### Exercise description:
Repeat every line of the listing below word for word.

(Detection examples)
:::

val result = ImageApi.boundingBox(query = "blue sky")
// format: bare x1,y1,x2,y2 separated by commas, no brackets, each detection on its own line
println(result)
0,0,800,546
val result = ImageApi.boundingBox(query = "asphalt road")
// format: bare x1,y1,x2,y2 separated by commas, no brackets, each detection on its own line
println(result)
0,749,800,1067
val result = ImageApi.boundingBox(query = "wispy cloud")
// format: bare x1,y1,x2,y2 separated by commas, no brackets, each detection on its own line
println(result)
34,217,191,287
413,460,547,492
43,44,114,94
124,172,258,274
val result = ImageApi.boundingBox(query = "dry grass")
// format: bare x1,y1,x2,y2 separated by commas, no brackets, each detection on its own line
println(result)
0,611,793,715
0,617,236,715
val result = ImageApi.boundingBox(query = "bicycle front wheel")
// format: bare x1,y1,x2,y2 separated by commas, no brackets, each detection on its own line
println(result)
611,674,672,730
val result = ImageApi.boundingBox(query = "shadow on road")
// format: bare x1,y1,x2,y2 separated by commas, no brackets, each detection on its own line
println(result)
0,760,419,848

:::

### Task answer:
val result = ImageApi.boundingBox(query = "blue sky")
// format: bare x1,y1,x2,y2 separated by commas, no brackets, each detection on its own line
println(result)
0,0,800,546
val result = ImageApi.boundingBox(query = "asphalt road")
// format: bare x1,y1,x2,y2 separated by commas, no brackets, each detection on its own line
println(result)
0,749,800,1067
val result = ImageApi.boundingBox(query = "wispy cloud")
// format: bare x1,y1,x2,y2 separated by commas, no brackets, each detection on its own line
println(result)
34,217,191,287
413,460,547,492
43,44,114,94
124,172,258,274
val result = ImageApi.boundingBox(query = "dry grass")
// format: bare x1,y1,x2,y2 separated by commas, no brackets, each detection on its own line
println(result)
0,611,793,715
0,617,236,715
val result = ImageApi.boundingBox(query = "bicycle front wheel")
// format: bare x1,y1,x2,y2 separated by commas, no brackets, each detection on its own line
println(result)
611,674,672,730
val result = ImageApi.boundingBox(query = "shadow on road")
// format: bare x1,y1,x2,y2 separated by commas, no brackets, each detection on its own line
println(result)
0,760,419,848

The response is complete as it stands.